§ **EXCERPT TO READ**

○ ○ ○ ○ ○ ○ ○

P1 Programs

Functions and Representations in AI Systems

Program Co-Directors

Program Description

Understanding how AI systems represent data can support quality assurance in various domains. Identifying specific representational contents in healthcare related contexts could improving transparency in clinical decision-making tools and diagnostic systems, and uncover hidden biases in AI models by identifying specific representational contents. 

However, most technical approaches to AI interpretability assume that deep neural networks learn representations of task relevant features. But there is no consensus on how to pinpoint the content of these representations. This derives partly from a lack of clarity over the correct theory of content – an account of how internal states map to contents (represented facts or features). Theories of content have been developed and extensively debated by philosophers for many decades. A highly influential thread in that literature, the teleological approach, involves an appeal to functions. On this account, a representation's content is partly determined by the function (job, purpose, role) that it plays within the broader system. Recently, a number of authors have independently invoked teleological theories of representation in debating the contents represented by large language models (LLMs). Yet there remains different conclusions about which kinds of AI systems represent which contents, as well as dismissing the relevance of functions in determining language model contents. This suggests that how functions are determined, and their role (if any) in fixing the content of AI representations are in much need of elucidation and clarification.

Addressing this issue, the P1 program, Functions and Representations in AI Systems, aims to strengthen the ties in the Danish AI ecosystem and beyond through structured activities and workshops, bringing together researchers across disciplines, hereunder AI and Philosophy, focusing on four key research questions:


  1. What is the relation between the functions of representations (components within an AI system) and the tasks or success criteria of the system as a whole? And how do system-level tasks relate to the objective functions on which AI systems are trained? 
  2. What role do other factors, such as user and designer intentions play in shaping the functions of components? 
  3. How does representational content determination differ between biological organisms (which have evolutionary histories and direct contact with the physical world) and LLMs (which don’t)?
  4. How do these questions relate to the practical goals of technical AI interpretability – e.g. control, prediction, safety?

○ ○ ○ ○ ○ ○ ○

§ **DATA TO EXAMINE**
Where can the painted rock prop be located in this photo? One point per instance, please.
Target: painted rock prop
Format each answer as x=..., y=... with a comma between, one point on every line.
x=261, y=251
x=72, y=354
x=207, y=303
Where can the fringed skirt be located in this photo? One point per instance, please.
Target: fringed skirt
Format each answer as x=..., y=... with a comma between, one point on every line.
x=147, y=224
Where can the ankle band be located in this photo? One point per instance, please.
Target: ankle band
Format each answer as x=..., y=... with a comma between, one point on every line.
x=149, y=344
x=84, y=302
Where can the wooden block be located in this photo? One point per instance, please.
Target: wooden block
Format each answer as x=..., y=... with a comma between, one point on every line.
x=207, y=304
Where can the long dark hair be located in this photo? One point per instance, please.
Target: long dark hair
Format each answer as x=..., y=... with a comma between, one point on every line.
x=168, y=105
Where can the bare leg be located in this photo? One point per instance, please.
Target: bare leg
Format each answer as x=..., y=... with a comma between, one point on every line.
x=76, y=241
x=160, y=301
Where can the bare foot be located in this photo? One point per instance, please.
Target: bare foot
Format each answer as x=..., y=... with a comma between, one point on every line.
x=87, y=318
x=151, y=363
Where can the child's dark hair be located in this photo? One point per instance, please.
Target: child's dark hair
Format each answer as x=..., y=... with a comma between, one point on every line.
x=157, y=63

○ ○ ○ ○ ○ ○ ○

§ **WORK INSTRUCTIONS**
Print the part of the program description on AI representations from "Addressing this issue, the" to "systems are trained?". You won't need the lines for this.

§ **ANSWER BELOW**
Addressing this issue, the P1 program, Functions and Representations in AI Systems, aims to strengthen the ties in the Danish AI ecosystem and beyond through structured activities and workshops, bringing together researchers across disciplines, hereunder AI and Philosophy, focusing on four key research questions:


  1. What is the relation between the functions of representations (components within an AI system) and the tasks or success criteria of the system as a whole? And how do system-level tasks relate to the objective functions on which AI systems are trained?